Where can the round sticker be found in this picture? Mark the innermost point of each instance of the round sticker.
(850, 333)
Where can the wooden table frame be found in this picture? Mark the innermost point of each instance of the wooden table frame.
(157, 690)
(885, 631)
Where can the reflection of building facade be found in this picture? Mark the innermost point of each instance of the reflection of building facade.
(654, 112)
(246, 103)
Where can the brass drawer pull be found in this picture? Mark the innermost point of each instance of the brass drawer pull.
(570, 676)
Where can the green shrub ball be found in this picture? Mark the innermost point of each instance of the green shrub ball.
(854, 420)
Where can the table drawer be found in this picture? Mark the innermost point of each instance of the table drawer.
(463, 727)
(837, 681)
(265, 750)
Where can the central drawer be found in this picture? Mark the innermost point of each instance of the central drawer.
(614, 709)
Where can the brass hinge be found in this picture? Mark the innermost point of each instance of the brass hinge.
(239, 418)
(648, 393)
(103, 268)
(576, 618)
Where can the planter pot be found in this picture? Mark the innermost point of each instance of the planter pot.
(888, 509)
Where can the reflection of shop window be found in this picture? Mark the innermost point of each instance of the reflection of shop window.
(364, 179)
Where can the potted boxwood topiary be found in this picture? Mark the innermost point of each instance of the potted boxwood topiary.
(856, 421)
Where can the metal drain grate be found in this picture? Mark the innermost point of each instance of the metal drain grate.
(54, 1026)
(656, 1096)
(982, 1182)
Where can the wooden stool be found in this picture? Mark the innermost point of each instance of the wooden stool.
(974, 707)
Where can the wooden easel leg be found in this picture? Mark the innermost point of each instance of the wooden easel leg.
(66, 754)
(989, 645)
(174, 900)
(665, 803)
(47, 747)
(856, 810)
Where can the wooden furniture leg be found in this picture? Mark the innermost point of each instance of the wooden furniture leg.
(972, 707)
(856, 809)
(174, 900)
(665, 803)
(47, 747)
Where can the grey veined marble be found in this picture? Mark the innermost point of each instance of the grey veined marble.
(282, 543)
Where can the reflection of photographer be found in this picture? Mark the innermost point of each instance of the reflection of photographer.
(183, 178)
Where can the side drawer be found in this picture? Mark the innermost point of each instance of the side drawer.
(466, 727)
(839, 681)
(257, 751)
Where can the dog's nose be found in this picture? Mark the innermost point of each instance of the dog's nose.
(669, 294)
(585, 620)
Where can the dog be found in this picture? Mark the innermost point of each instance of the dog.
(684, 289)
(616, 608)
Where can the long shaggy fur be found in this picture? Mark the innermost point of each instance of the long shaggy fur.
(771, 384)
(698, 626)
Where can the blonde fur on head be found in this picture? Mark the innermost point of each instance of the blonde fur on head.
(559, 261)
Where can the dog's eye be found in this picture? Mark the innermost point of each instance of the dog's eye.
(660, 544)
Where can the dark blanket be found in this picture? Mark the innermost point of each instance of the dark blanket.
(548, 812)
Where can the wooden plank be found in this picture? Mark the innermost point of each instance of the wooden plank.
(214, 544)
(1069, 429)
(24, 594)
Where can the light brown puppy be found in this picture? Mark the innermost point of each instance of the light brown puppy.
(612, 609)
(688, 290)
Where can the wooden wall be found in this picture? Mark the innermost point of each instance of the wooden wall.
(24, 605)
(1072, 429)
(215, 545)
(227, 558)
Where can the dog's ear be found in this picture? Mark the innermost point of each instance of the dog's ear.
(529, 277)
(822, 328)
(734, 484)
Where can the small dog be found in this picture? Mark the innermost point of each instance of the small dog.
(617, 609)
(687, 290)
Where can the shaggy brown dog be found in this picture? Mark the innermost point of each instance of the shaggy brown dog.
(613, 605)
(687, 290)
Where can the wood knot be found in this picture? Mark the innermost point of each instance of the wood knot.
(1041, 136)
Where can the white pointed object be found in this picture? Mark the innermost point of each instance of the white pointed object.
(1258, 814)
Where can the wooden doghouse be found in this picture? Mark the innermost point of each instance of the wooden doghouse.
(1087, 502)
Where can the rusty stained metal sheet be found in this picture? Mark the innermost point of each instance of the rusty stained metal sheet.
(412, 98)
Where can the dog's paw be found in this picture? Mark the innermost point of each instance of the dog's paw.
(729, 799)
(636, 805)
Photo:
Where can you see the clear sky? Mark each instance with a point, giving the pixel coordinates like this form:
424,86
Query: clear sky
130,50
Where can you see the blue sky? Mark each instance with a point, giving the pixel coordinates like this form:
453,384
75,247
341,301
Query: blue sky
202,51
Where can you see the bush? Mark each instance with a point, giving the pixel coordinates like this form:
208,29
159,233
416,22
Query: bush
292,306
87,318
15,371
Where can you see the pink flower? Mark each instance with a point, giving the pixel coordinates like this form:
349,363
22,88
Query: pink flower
▬▬▬▬▬▬▬▬▬▬
TASK TO CARRY OUT:
Copy out every one of the records above, word for word.

ANSWER TO THE EXERCISE:
Where can the round sticker be found in this picture? Mark the innermost point of each instance of the round sticker.
(850, 333)
Where can the wooden table frame be found in this picture? Mark the innermost point of each instance of the wooden table frame.
(157, 690)
(885, 631)
Where can the reflection of building facade be found in this picture? Mark the innermost point of each instance of the reflection of building facade.
(654, 112)
(246, 103)
Where can the brass drawer pull be found in this picture? Mark the innermost point of each instance of the brass drawer pull.
(570, 676)
Where can the green shrub ball be found in this picture? Mark the innermost point of each instance of the green shrub ball.
(854, 420)
Where can the table drawer be found in this picture? Mark the innermost point of each instance of the table drawer.
(463, 727)
(837, 681)
(265, 750)
Where can the central drawer be found in this picture? Mark the innermost point of each instance of the central drawer.
(614, 709)
Where can the brass hinge be found in this picture? Mark the innermost point of each instance of the brass hinge.
(239, 418)
(648, 393)
(103, 268)
(576, 618)
Where can the planter pot be found in this picture? Mark the innermost point of each instance of the planter pot.
(888, 509)
Where can the reflection of shop window be found in this picture? Mark the innermost point of each instance of the reflection of shop window.
(364, 179)
Where can the potted boxwood topiary be found in this picture? Mark the innermost point of each instance of the potted boxwood topiary.
(856, 421)
Where can the metal drain grate be found in this picture? Mark the innermost point of each instance of the metal drain grate.
(54, 1026)
(656, 1096)
(982, 1182)
Where can the wooden stool be found in this picture? Mark the innermost point of each instance of the wooden stool.
(974, 707)
Where can the wooden easel leg be found in this picture? Mark the innermost point of each instance of the wooden easel leg.
(66, 754)
(989, 645)
(174, 900)
(665, 803)
(47, 747)
(856, 810)
Where can the wooden furniture leg be found in this picture? Mark the innermost point of each instance of the wooden furniture leg.
(972, 707)
(856, 809)
(174, 900)
(665, 803)
(47, 747)
Where can the grey veined marble be found in this picture? Mark the innermost point of each instance of the grey veined marble.
(282, 543)
Where can the reflection of photographer be found in this picture? Mark the innermost point of each instance of the reflection of photographer.
(183, 178)
Where can the side drawer be found in this picture? Mark the innermost point of each instance of the side drawer.
(466, 727)
(839, 681)
(257, 751)
Where can the dog's nose be found in this picture? Mark the innermost point of each instance of the dog's nose.
(669, 294)
(585, 620)
Where can the dog be found in this picture? Mark the innermost point of each instance of the dog.
(684, 289)
(616, 608)
Where can the long shaggy fur be found in this picture? Mark the innermost point of each instance of the long shaggy fur.
(771, 384)
(698, 626)
Where can the blonde fur on head be found in this picture? Mark the innermost point of each instance of the blonde fur on head.
(559, 261)
Where can the dog's eye be found in this picture? Mark the innermost point of each instance of the dog's eye.
(660, 544)
Where can the dark blanket be found in this picture? Mark the innermost point of each instance of the dark blanket.
(548, 812)
Where can the wooden plank be found in this picture? Mark the innermost point of each instance of the wooden plank.
(214, 544)
(1069, 429)
(24, 594)
Where can the light brown puppy be found in this picture? Mark the innermost point of each instance of the light brown puppy.
(612, 609)
(688, 290)
Where can the wooden wall be found in this picture? Mark the innermost point of each instance of the wooden wall.
(24, 605)
(1072, 429)
(215, 545)
(227, 558)
Where can the dog's ear be found in this picture? Mark the innermost point of each instance of the dog's ear.
(529, 277)
(822, 328)
(734, 484)
Where can the small dog be found in this picture? Mark the innermost point of each instance of the small dog.
(617, 609)
(687, 290)
Where can the shaggy brown dog be found in this picture? Mark the innermost point of each instance of the shaggy brown dog.
(613, 605)
(687, 290)
Where can the wood knot be found in this picture? Mark the innermost point of each instance of the wood knot.
(1041, 136)
Where can the white pointed object be found in this picture? Mark the innermost point of each instance of the white pointed object.
(1258, 814)
Where can the wooden doghouse be found in this picture? Mark the innermost point of each instance of the wooden doghouse.
(1087, 502)
Where can the rusty stained metal sheet be found in this picture? Mark the innermost point of each instance of the rusty stained metal sheet.
(412, 98)
Where can the dog's paw be found in this picture? Mark the innermost point of each instance of the dog's paw.
(729, 799)
(636, 805)
Photo:
Where can you see the clear sky? Mark each instance with a point, giving the pixel coordinates like this form:
424,86
Query: clear sky
130,50
Where can you see the blue sky? Mark each instance with a point, giving the pixel coordinates like this form:
453,384
75,247
341,301
Query: blue sky
202,51
Where can you see the bush? Mark each instance with a point, giving the pixel coordinates like this form:
208,29
159,233
416,22
Query: bush
292,306
87,318
15,371
Where can you see the pink flower? Mark each instance with a point, giving the pixel coordinates like this form:
349,363
22,88
Query: pink flower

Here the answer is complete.